What you need to do:
Give the lines of the listing below as a JSON list of strings, one string per line with blank lines left out. Begin at the first line of the listing and stop after the line that contains "[1392, 480]".

-- start --

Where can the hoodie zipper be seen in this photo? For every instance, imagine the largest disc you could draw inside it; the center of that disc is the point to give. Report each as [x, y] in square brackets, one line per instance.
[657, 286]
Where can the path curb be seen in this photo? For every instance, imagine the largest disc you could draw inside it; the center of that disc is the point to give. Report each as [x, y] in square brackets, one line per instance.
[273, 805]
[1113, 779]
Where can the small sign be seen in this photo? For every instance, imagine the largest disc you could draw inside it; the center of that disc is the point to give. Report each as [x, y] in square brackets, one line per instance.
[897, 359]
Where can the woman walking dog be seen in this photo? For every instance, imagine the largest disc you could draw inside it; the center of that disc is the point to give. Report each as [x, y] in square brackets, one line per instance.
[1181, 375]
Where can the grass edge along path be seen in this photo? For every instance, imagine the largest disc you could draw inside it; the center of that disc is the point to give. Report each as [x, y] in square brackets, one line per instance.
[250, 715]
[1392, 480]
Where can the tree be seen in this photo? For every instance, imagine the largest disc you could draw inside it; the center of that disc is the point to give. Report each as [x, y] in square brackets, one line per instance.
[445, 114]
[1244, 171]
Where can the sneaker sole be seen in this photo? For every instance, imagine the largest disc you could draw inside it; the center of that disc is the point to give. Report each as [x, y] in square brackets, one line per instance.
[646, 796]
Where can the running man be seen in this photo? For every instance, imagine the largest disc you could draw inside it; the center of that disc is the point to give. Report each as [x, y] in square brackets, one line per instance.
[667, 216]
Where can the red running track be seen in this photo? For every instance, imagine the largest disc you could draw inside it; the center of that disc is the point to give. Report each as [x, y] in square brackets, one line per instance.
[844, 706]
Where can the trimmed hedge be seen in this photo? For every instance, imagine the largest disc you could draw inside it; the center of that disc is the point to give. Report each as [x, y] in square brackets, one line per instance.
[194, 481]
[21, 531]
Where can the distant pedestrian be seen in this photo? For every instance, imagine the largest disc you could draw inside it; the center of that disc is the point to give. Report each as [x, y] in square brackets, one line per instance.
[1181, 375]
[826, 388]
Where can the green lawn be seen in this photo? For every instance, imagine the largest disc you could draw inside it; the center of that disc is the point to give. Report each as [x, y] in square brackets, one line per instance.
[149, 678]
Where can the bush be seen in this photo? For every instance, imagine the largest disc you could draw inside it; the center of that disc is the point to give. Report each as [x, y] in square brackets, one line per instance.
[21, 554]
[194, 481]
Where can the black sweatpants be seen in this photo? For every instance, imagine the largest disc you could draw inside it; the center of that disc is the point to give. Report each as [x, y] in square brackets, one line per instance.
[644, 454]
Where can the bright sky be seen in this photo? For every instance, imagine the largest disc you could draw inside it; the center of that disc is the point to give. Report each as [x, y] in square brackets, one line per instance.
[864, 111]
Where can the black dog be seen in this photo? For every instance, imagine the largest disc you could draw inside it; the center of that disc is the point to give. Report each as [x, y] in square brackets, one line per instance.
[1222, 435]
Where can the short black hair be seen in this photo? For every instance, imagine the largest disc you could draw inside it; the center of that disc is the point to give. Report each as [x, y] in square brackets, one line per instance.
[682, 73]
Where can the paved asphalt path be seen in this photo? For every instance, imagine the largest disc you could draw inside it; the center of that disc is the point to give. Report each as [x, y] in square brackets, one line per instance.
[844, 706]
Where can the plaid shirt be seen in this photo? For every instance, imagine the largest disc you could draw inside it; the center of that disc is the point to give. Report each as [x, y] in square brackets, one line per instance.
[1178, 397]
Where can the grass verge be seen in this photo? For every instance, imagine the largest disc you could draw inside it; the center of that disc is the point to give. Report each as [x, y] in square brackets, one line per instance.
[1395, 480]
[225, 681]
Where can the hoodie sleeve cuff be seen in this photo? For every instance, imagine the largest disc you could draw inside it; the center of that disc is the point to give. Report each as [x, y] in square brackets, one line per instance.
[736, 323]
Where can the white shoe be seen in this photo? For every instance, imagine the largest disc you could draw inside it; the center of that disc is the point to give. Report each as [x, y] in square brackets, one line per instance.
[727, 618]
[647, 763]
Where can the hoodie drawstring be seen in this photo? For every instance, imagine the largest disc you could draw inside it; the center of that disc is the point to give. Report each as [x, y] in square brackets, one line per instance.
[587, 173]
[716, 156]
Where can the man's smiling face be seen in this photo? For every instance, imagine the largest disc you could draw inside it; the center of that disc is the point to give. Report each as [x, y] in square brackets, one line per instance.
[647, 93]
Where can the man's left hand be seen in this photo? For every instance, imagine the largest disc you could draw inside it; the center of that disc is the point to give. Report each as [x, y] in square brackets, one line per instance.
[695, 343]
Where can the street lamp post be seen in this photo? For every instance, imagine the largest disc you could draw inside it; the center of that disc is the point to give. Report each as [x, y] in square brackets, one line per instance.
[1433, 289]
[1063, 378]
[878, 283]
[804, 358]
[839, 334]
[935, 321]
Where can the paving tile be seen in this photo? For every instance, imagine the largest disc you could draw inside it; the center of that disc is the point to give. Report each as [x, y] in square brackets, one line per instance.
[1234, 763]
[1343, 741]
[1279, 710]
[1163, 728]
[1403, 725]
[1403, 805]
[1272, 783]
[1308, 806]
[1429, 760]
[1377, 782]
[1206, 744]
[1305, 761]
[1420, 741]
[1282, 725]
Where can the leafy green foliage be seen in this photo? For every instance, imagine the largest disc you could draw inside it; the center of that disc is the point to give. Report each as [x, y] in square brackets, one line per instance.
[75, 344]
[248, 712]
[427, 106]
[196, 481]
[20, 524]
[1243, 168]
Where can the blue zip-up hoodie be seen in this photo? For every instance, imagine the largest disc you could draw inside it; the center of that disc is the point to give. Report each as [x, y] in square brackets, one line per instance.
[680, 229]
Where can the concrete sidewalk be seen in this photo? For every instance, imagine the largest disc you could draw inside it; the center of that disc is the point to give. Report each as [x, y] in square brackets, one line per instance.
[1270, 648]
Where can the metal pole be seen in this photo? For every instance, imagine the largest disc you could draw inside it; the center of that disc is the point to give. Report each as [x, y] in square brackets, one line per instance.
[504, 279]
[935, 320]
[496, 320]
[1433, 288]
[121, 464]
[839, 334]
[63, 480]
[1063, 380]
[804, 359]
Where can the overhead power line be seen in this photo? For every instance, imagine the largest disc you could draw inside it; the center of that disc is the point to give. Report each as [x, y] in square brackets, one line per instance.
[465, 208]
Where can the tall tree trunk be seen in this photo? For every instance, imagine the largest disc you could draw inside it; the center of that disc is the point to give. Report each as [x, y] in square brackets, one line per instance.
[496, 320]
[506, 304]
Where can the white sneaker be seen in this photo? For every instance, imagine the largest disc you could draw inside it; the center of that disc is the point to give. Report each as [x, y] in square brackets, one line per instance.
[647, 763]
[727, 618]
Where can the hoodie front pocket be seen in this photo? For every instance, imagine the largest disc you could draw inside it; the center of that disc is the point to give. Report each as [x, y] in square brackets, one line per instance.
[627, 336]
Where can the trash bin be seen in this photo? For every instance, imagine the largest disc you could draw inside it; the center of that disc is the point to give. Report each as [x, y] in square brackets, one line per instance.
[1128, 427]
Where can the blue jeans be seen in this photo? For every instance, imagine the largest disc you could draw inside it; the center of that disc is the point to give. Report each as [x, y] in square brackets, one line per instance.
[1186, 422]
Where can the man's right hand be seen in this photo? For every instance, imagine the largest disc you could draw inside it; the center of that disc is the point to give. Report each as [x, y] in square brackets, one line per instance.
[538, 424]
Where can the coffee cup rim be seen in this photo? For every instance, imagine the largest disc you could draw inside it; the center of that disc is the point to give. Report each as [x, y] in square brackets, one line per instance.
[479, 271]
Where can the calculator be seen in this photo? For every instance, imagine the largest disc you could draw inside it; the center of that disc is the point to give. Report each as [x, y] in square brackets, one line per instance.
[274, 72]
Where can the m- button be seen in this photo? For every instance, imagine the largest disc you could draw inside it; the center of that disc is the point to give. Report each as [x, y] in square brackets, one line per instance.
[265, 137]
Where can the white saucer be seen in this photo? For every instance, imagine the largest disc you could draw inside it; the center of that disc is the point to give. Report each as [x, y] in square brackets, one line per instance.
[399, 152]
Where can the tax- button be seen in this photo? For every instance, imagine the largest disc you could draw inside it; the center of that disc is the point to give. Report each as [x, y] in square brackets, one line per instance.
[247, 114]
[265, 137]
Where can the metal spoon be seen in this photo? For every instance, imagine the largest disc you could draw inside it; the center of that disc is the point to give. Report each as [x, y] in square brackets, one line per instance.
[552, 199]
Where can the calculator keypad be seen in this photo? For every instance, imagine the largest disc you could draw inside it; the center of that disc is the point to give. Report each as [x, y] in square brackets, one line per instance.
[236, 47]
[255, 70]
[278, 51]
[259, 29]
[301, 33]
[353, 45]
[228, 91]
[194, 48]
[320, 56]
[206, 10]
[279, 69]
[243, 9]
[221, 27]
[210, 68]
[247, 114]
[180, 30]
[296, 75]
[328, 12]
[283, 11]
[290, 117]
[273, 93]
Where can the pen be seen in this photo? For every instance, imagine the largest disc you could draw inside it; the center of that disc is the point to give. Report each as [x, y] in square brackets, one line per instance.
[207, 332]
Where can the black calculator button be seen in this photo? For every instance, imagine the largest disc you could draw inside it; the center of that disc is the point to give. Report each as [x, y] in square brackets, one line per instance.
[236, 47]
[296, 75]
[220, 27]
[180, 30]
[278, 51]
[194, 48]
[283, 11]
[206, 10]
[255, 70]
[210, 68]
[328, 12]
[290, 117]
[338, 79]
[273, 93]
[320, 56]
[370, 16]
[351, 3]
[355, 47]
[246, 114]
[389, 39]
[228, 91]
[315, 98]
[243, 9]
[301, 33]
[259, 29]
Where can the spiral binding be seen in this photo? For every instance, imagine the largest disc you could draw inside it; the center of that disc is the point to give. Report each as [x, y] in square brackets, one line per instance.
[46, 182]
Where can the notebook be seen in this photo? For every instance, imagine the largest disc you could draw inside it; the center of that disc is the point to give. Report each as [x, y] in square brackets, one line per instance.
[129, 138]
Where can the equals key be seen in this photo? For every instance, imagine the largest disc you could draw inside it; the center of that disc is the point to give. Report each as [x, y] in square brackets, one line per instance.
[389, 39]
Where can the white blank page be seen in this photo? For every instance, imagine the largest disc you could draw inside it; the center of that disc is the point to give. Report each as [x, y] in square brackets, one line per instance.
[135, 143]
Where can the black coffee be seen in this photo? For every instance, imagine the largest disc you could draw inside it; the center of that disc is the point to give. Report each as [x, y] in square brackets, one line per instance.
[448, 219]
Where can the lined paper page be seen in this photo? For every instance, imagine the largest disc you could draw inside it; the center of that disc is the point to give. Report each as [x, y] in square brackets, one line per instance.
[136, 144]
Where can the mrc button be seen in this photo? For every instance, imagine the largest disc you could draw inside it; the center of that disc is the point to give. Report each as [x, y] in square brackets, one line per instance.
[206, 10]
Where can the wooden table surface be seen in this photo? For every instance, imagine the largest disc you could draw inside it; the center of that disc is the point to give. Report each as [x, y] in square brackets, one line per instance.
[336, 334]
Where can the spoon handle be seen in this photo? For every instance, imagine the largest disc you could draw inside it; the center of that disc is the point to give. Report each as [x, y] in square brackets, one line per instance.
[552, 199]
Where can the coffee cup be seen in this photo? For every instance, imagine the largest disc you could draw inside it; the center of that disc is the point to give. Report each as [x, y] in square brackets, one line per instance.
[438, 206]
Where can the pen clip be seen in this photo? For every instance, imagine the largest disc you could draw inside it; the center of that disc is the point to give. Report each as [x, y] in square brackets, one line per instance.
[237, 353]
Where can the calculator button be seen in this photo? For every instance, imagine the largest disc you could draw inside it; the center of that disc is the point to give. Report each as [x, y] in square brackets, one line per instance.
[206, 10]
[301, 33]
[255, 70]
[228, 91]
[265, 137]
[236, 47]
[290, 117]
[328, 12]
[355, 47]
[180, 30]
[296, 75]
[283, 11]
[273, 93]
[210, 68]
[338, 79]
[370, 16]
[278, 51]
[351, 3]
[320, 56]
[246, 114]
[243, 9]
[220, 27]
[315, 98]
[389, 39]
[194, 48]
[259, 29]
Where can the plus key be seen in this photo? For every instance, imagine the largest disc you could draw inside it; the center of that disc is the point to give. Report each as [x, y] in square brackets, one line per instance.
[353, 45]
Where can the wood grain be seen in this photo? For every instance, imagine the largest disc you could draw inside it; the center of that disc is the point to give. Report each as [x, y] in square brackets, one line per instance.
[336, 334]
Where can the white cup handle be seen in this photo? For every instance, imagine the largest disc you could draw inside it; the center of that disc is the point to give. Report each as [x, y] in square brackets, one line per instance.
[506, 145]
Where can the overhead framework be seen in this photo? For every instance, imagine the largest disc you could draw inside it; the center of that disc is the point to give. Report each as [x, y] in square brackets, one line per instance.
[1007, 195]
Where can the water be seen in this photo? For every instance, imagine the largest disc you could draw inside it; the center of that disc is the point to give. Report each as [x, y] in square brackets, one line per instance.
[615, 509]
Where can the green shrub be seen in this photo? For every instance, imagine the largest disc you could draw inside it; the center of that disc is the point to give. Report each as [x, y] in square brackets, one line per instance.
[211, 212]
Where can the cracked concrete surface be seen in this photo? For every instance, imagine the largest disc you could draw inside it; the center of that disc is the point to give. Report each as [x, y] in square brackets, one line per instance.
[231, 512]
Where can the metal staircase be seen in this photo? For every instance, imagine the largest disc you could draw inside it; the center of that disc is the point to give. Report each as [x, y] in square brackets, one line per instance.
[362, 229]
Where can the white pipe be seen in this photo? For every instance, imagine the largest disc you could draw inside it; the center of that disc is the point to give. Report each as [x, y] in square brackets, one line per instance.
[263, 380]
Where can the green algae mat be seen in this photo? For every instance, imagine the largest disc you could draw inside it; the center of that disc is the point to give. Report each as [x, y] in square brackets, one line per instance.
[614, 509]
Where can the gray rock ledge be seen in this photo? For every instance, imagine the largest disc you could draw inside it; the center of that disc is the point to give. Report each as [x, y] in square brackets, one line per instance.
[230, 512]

-- end --

Output of the task:
[
  "Where can the hoodie zipper be seen in this photo? For every instance, imagine the largest disc you could draw inside it; the center of that disc is the point to give. Report each as [x, y] in square brackets, one line per instance.",
  "[657, 286]",
  "Where can the path curb be seen in this photo? For every instance, imagine the largest disc you could draw inside it; the center of that disc is the point to give. Report each as [x, y] in square brackets, one line per instance.",
  "[273, 805]",
  "[1113, 779]",
  "Where can the small sign be seen in this photo? For every instance, imagine the largest disc you could draw inside it; the center of that disc is the point to give. Report each as [x, y] in square brackets, one line per instance.",
  "[897, 359]",
  "Where can the woman walking dog be seen in this photo? For every instance, imagine the largest disc you could draw inside it; the center of that disc is the point to give. Report each as [x, y] in square brackets, one line per instance.",
  "[1181, 375]",
  "Where can the grass edge along path be seen in this photo? For every instance, imagine the largest disc you could draw inside it; the center of that disc is the point to give. Report each as [x, y] in square brackets, one line per instance.",
  "[250, 715]",
  "[1392, 480]"
]